Quote all of the data below verbatim, keeping every line unchanged and in its original order.

[Records from a point-labeling set]
====================

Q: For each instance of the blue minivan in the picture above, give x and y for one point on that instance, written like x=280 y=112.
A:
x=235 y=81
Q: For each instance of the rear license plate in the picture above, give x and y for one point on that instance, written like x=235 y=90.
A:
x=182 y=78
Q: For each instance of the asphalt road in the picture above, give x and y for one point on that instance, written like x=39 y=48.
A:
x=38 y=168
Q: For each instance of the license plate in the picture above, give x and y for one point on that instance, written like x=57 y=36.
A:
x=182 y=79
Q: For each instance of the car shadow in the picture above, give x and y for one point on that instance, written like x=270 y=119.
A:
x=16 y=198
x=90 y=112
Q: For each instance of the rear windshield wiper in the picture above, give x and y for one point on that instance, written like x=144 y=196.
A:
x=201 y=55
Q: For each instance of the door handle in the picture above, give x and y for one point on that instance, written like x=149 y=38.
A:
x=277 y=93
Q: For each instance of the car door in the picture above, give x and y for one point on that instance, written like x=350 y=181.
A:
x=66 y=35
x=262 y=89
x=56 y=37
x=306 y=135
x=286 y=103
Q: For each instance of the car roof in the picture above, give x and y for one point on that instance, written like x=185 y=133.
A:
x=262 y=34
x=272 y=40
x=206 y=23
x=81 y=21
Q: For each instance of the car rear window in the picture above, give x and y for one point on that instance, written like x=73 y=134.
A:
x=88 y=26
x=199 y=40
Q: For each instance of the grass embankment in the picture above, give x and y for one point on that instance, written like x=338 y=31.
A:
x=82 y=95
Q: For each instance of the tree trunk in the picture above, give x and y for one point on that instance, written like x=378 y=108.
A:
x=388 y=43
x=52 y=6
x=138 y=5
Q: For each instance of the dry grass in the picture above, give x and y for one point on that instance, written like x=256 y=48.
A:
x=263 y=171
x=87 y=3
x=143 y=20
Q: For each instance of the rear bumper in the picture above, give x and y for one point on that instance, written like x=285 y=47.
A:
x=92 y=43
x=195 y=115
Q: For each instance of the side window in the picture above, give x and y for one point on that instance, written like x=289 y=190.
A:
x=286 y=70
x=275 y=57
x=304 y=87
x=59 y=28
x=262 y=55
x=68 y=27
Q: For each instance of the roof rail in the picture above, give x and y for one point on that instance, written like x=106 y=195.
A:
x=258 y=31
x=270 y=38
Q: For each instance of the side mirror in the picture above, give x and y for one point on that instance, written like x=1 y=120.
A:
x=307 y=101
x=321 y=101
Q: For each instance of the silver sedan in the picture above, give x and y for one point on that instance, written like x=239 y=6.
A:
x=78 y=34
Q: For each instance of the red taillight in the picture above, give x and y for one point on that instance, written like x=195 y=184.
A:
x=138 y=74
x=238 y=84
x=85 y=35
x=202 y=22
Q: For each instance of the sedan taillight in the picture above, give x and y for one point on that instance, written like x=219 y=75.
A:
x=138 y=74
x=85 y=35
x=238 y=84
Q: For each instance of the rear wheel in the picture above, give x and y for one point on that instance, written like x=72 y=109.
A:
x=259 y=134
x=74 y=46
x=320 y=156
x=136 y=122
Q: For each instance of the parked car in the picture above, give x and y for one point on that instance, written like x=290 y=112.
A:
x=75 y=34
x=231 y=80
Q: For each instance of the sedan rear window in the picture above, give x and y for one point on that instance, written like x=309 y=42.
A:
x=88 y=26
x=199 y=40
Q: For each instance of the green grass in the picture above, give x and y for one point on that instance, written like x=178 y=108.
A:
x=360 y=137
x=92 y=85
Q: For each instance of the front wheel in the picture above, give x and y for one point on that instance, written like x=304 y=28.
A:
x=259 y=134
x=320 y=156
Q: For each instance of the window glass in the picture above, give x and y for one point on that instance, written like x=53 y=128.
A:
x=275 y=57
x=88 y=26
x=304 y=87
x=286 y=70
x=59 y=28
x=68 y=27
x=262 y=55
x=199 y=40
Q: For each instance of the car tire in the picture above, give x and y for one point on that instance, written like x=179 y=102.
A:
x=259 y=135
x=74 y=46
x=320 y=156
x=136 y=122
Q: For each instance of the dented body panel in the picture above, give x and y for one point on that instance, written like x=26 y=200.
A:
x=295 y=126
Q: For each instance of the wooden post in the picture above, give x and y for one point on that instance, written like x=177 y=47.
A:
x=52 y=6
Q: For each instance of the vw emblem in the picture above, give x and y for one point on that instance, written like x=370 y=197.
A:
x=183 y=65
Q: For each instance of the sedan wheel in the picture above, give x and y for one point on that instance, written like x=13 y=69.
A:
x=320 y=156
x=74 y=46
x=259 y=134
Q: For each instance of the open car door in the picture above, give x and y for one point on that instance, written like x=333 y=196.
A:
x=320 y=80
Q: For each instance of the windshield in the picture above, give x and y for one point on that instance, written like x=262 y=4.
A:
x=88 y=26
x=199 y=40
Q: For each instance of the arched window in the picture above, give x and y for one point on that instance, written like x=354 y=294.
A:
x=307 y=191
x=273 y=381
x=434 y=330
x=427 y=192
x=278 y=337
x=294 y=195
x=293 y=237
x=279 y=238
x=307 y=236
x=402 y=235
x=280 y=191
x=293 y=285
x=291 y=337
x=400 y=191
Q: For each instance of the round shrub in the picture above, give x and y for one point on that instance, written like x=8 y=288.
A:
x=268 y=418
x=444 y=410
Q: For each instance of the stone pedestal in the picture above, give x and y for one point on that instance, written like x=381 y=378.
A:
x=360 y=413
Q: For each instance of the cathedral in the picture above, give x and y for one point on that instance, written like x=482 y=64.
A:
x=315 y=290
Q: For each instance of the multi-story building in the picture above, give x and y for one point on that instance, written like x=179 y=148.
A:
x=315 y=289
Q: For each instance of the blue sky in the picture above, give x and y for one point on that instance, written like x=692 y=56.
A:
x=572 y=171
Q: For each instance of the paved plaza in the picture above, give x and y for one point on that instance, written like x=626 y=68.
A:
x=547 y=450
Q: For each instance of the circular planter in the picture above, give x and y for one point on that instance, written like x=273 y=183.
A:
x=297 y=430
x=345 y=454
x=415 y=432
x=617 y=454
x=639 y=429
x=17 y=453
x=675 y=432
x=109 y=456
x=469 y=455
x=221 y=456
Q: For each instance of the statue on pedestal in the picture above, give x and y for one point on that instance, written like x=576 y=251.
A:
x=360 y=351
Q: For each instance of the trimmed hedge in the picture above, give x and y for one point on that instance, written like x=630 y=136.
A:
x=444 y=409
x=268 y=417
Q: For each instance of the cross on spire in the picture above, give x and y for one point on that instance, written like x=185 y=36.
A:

====================

Written reply:
Q: For each instance of the blue minivan in the picture above, give x and y for one point on that instance, written like x=280 y=112.
A:
x=235 y=81
Q: For each instance of the rear license plate in the picture above, give x and y for one point on that instance, written like x=235 y=90.
A:
x=182 y=78
Q: For each instance of the asphalt road in the picture above, give x and y for one point on that instance, written like x=39 y=48.
A:
x=38 y=168
Q: For each instance of the license plate in the picture above, give x and y for one point on that instance, written like x=57 y=36.
A:
x=182 y=79
Q: For each instance of the car shadow in the picture above, give x and y for one point on that instance, written like x=270 y=119.
A:
x=16 y=198
x=90 y=112
Q: For each instance of the rear windshield wiper in the picture above, give x and y for one point on that instance, written like x=144 y=196.
A:
x=201 y=55
Q: For each instance of the door handle in the picture above, give x and y for one point on that instance, written like x=149 y=38.
A:
x=277 y=93
Q: For each instance of the car door in the picture above, give x and y for one point on that instance, written like x=350 y=181.
A:
x=66 y=35
x=262 y=89
x=56 y=37
x=306 y=135
x=286 y=103
Q: For each instance of the car roof in the picture above, give x and y for one point on that instance, written like x=185 y=133.
A:
x=262 y=34
x=272 y=40
x=206 y=23
x=81 y=21
Q: For each instance of the car rear window in the picture above, give x and y for one point on that instance, written like x=73 y=134.
A:
x=88 y=26
x=199 y=40
Q: For each instance of the grass embankment in the picture above, give x and y for one point on that instance, written like x=338 y=31.
A:
x=82 y=95
Q: For each instance of the tree trunk in the picture above, give x and y for one point on that instance, written like x=378 y=108.
A:
x=388 y=43
x=52 y=6
x=138 y=5
Q: For each instance of the dry grass in the picture above, give x and y for one point on that instance, written like x=256 y=48.
A:
x=263 y=171
x=87 y=3
x=143 y=20
Q: For each instance of the rear bumper in the picture above, give x and y for one point on that instance, written like x=285 y=47.
A:
x=92 y=43
x=195 y=115
Q: For each instance of the side window in the picture above, give x and y for one point on that instance, written like x=289 y=190.
A:
x=286 y=70
x=275 y=57
x=304 y=87
x=59 y=28
x=262 y=55
x=68 y=27
Q: For each instance of the roof rail in the picture above, give x and y for one point on that instance, written like x=106 y=195.
A:
x=258 y=31
x=270 y=38
Q: For each instance of the side mirror in the picture above, give x and y for one point on that instance, written like x=1 y=120.
A:
x=307 y=101
x=321 y=101
Q: For each instance of the silver sedan in the picture above, give x and y for one point on that instance, written like x=239 y=6.
A:
x=78 y=34
Q: For each instance of the red taillight in the picture above, give x and y for one point on that instance, written like x=195 y=184.
A:
x=138 y=74
x=238 y=84
x=85 y=35
x=202 y=22
Q: For each instance of the sedan taillight in the picture above, give x and y for one point on that instance, written like x=219 y=75.
A:
x=138 y=74
x=85 y=35
x=238 y=84
Q: For each instance of the rear wheel in the picture above, give x and y for one point on that instance, written like x=72 y=109.
A:
x=259 y=134
x=74 y=46
x=320 y=156
x=136 y=122
Q: For each instance of the parked car in the picture above, give x and y for one point on that instance, written like x=290 y=112.
A:
x=75 y=34
x=231 y=80
Q: For each instance of the sedan rear window in the picture above, give x and y for one point on that instance, written like x=309 y=42.
A:
x=88 y=26
x=199 y=40
Q: For each instance of the green grass in the picture above, give x and y for one point on that instance, written like x=178 y=108.
A:
x=360 y=137
x=92 y=85
Q: For each instance of the front wheel in the picture above, give x and y for one point on that instance, written like x=304 y=28.
A:
x=259 y=134
x=320 y=156
Q: For each instance of the window glass in the picture above, give x and y for one point on that instance, written like x=53 y=128.
A:
x=275 y=57
x=88 y=26
x=304 y=87
x=286 y=70
x=59 y=28
x=68 y=27
x=262 y=55
x=199 y=40
Q: For each instance of the car tire in the picture above, give x and y for one point on that instance, written like x=179 y=102.
A:
x=259 y=135
x=74 y=46
x=320 y=156
x=136 y=122
Q: For each instance of the dented body panel in the picture above, give x and y for one point on that instance, written like x=26 y=200.
A:
x=295 y=126
Q: For each instance of the wooden post in the picture above, give x and y for one point on that instance, written like x=177 y=47.
A:
x=52 y=6
Q: For each instance of the vw emblem in the picture above, give x and y for one point on that instance, written like x=370 y=197.
A:
x=183 y=65
Q: For each instance of the sedan wheel in the picture above, give x and y for one point on that instance, written like x=13 y=69.
A:
x=320 y=156
x=74 y=46
x=259 y=134
Q: For each instance of the open car door in the picture above, give x and y for one point on that instance, written like x=333 y=196.
A:
x=320 y=80
Q: For each instance of the windshield in the picture above, give x and y for one point on that instance, written like x=262 y=4.
A:
x=88 y=26
x=199 y=40
Q: For each instance of the arched window in the picture above, give x and y for one point on that instance, written like x=354 y=294.
A:
x=307 y=191
x=273 y=381
x=434 y=330
x=427 y=192
x=278 y=337
x=294 y=195
x=293 y=237
x=279 y=238
x=307 y=236
x=402 y=235
x=280 y=191
x=293 y=285
x=291 y=337
x=400 y=191
Q: For each instance of the round shrub in the picture above, give x and y for one point on that instance, written like x=8 y=288.
A:
x=268 y=418
x=444 y=410
Q: For each instance of the stone pedestal in the picture above, give x and y for one point on that instance, written like x=381 y=378.
A:
x=360 y=413
Q: For each instance of the cathedral in the picture above, give x and y for one point on that instance, written like x=482 y=64.
A:
x=315 y=290
Q: For each instance of the multi-story building in the picture above, give x and y for one point on that instance, written like x=179 y=148.
A:
x=315 y=289
Q: For each instance of the blue sky in the picture above, give x and y for one point on that instance, written like x=692 y=56.
A:
x=572 y=171
Q: For each instance of the paved plaza in the picture above, give x and y for one point on that instance, written like x=626 y=68.
A:
x=547 y=450
Q: For each instance of the circular planter in the picture above, give x and y for one point on that instance, written like x=273 y=183.
A:
x=297 y=430
x=345 y=454
x=415 y=432
x=617 y=454
x=639 y=429
x=17 y=453
x=675 y=432
x=109 y=456
x=469 y=455
x=221 y=456
Q: For each instance of the statue on pedestal in the picture above, give x and y for one point on that instance, written like x=576 y=251.
A:
x=360 y=351
Q: For each instance of the trimmed hedge in the picture above, give x and y for one point on that instance, written like x=630 y=136.
A:
x=444 y=409
x=268 y=417
Q: For each instance of the cross on spire in the picture above, give x and y for one point on that instance, written like x=185 y=36.
A:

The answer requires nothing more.